[Contour annotation records]
____
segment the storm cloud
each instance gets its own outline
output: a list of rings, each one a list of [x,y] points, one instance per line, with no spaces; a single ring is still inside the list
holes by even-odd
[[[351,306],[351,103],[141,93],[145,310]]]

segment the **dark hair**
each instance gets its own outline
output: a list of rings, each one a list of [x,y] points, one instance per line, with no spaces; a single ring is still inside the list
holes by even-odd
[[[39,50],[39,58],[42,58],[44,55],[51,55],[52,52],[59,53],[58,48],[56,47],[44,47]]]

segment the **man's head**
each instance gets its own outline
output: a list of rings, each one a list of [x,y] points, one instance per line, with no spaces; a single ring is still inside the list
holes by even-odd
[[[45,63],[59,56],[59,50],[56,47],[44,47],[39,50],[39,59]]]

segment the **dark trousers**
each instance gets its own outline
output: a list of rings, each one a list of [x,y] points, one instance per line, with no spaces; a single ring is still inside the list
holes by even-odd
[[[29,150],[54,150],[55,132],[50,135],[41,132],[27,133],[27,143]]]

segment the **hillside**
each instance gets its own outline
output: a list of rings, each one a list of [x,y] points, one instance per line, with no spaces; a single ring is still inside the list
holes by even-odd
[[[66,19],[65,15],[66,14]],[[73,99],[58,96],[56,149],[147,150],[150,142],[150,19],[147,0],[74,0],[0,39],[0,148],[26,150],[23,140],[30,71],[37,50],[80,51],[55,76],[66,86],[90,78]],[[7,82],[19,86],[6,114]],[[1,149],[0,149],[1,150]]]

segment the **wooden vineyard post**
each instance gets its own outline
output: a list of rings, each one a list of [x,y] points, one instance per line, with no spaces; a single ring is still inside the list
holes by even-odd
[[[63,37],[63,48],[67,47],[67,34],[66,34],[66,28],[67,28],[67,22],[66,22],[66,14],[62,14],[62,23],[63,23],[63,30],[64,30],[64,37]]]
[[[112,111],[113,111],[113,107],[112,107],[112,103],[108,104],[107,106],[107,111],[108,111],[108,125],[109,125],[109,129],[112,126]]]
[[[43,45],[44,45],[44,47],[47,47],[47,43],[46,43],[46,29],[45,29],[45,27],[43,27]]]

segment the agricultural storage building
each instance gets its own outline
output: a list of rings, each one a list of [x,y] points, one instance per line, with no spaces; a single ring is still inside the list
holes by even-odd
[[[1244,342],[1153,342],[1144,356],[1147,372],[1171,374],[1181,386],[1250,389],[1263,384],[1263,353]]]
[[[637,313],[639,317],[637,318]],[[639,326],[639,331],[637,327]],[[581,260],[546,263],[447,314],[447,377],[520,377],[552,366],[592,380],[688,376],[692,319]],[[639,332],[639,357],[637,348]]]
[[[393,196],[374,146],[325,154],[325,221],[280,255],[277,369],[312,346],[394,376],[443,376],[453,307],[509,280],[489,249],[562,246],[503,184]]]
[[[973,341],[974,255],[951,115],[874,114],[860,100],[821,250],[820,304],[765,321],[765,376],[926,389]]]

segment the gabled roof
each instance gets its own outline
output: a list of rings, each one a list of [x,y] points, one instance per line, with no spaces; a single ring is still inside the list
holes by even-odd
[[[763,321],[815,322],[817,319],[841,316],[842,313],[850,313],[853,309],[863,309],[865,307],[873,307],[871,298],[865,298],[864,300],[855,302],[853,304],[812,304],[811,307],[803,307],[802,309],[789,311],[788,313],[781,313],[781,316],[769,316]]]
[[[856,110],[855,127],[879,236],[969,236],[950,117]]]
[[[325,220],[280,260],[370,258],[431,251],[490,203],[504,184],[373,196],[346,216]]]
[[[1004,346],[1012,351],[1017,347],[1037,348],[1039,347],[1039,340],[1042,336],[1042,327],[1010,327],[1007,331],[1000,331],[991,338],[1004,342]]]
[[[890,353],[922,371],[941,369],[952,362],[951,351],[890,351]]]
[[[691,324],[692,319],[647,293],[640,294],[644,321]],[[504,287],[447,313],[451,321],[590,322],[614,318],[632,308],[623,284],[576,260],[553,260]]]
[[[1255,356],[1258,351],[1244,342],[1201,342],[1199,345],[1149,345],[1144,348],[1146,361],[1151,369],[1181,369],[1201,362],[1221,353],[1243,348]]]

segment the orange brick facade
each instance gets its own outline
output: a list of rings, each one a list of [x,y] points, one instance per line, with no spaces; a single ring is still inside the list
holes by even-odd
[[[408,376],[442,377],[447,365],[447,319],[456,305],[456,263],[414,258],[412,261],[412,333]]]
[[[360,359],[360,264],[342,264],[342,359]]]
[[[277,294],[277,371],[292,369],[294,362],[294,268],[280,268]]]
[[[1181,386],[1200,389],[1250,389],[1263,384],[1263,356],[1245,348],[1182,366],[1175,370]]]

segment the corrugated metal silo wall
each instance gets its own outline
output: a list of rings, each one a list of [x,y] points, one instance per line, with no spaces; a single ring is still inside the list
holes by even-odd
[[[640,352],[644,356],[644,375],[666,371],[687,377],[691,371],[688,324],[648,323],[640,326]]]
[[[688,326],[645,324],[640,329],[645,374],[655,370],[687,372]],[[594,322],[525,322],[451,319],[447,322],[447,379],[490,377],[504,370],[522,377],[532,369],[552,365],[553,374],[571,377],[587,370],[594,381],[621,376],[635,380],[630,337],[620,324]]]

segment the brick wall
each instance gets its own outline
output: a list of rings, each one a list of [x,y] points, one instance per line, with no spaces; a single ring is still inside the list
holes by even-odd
____
* EXERCISE DETAILS
Reproduce all of the records above verbatim, line for line.

* OUTPUT FOR THIS TASK
segment the storm cloud
each instance gets its own outline
output: a list of rings, each one a list of [x,y] points, one instance per line, with no spaces; a single ring is still inside the list
holes by even-odd
[[[351,306],[351,103],[141,93],[145,310]]]

segment the **dark hair**
each instance gets its own outline
output: a list of rings, each one a list of [x,y] points, one instance per line, with no spaces; a single ring is still inside the list
holes by even-odd
[[[39,50],[39,58],[42,58],[44,55],[51,55],[52,52],[59,53],[58,48],[56,47],[44,47]]]

segment the **man's head**
each instance gets its own outline
output: a list of rings, each one a list of [x,y] points, one instance per line, with no spaces; a single ring is still inside the list
holes by even-odd
[[[45,63],[59,56],[59,50],[56,47],[44,47],[39,50],[39,59]]]

segment the **dark trousers**
each instance gets its own outline
output: a list of rings, each one a list of [x,y] points, one instance per line, with no spaces; a single ring is still inside the list
holes by even-odd
[[[29,150],[54,150],[55,132],[50,135],[41,132],[27,133],[27,143]]]

segment the **hillside**
each instance gets its own outline
output: a list of rings, each one a list of [x,y] points, one instance per line, with no spaces; a single ring is still inside the list
holes by even-odd
[[[66,19],[65,15],[66,14]],[[73,99],[58,96],[56,149],[147,150],[150,142],[150,19],[147,0],[74,0],[0,39],[0,148],[26,150],[23,140],[30,71],[37,50],[80,51],[55,76],[66,86],[90,78]],[[7,82],[19,86],[6,114]],[[1,149],[0,149],[1,150]]]

segment the **wooden vineyard post**
each instance gets its own outline
output: a list of rings, each one a list of [x,y] points, one instance per line, with no spaces; a single ring is still inside the list
holes by even-odd
[[[63,37],[63,48],[67,47],[67,34],[66,34],[66,28],[67,28],[67,22],[66,22],[66,14],[62,14],[62,23],[63,23],[63,30],[64,30],[64,37]]]
[[[112,111],[113,111],[113,107],[112,107],[112,103],[108,104],[107,106],[107,111],[108,111],[108,125],[109,125],[109,129],[112,126]]]
[[[43,45],[44,45],[44,47],[47,47],[47,43],[46,43],[46,29],[45,29],[45,27],[43,27]]]

segment the agricultural storage building
each instance gets its own outline
output: a list of rings, each one a list of [x,y] points, one instance per line, with no spaces; a single ring is still inside the list
holes by even-odd
[[[1244,342],[1153,342],[1144,356],[1147,372],[1171,374],[1181,386],[1250,389],[1263,384],[1263,353]]]
[[[637,313],[639,317],[637,318]],[[639,326],[639,331],[637,327]],[[581,260],[546,263],[447,314],[447,377],[520,377],[552,366],[592,380],[688,376],[692,319]],[[639,332],[639,357],[637,348]]]
[[[393,196],[374,146],[325,154],[325,221],[280,255],[277,369],[312,346],[394,376],[443,376],[453,307],[509,280],[489,249],[562,246],[503,184]]]
[[[973,341],[974,255],[951,115],[874,114],[860,100],[821,250],[820,304],[765,321],[765,376],[926,389]]]

segment the gabled roof
each instance gets its own outline
output: a list of rings, each one a list of [x,y] points, one instance per line, with no spaces; a single ring is still inside the list
holes by even-odd
[[[763,321],[815,322],[817,319],[841,316],[842,313],[850,313],[853,309],[863,309],[865,307],[873,307],[871,298],[865,298],[864,300],[855,302],[853,304],[812,304],[811,307],[803,307],[802,309],[789,311],[788,313],[781,313],[781,316],[769,316]]]
[[[856,110],[855,127],[879,236],[969,236],[950,117]]]
[[[325,220],[280,260],[370,258],[431,251],[490,203],[504,184],[373,196],[346,216]]]
[[[1004,346],[1012,351],[1017,347],[1037,348],[1039,347],[1039,340],[1042,336],[1042,327],[1010,327],[1007,331],[1000,331],[991,338],[1004,342]]]
[[[890,353],[922,371],[941,369],[952,362],[951,351],[890,351]]]
[[[691,324],[692,319],[647,293],[640,294],[644,321]],[[504,287],[447,313],[451,321],[590,322],[614,318],[632,308],[623,284],[576,260],[553,260]]]
[[[1255,356],[1258,351],[1244,342],[1201,342],[1199,345],[1149,345],[1144,348],[1146,361],[1151,369],[1181,369],[1201,362],[1221,353],[1243,348]]]

segment the orange brick facade
each instance gets its own outline
output: a list of rings, each one a list of [x,y] points, one instance per line, with no spaces; a single ring is still inside the list
holes by even-odd
[[[408,376],[442,377],[447,365],[447,319],[456,305],[456,263],[414,258],[412,261],[412,333]]]
[[[360,359],[360,264],[342,264],[342,359]]]
[[[277,294],[277,371],[292,369],[294,362],[294,268],[280,268]]]
[[[1181,386],[1200,389],[1250,389],[1263,384],[1263,356],[1245,348],[1182,366],[1175,370]]]

segment the corrugated metal silo wall
each instance gets its own outline
output: a list of rings, each one a list of [x,y] points, one instance per line, with no spaces; a single ring is still inside the list
holes by even-odd
[[[640,352],[644,356],[644,375],[666,371],[687,377],[691,371],[688,324],[648,323],[640,326]]]
[[[688,326],[645,324],[640,329],[645,374],[655,370],[687,372]],[[594,322],[525,322],[451,319],[447,322],[447,379],[490,377],[504,370],[522,377],[532,369],[552,365],[553,374],[571,377],[587,370],[594,381],[621,376],[635,380],[630,337],[620,324]]]

segment the brick wall
each instance gets its own outline
output: a list of rings, each one a list of [x,y] points, one instance per line, with no spaces; a single ring is still inside the list
holes by even-odd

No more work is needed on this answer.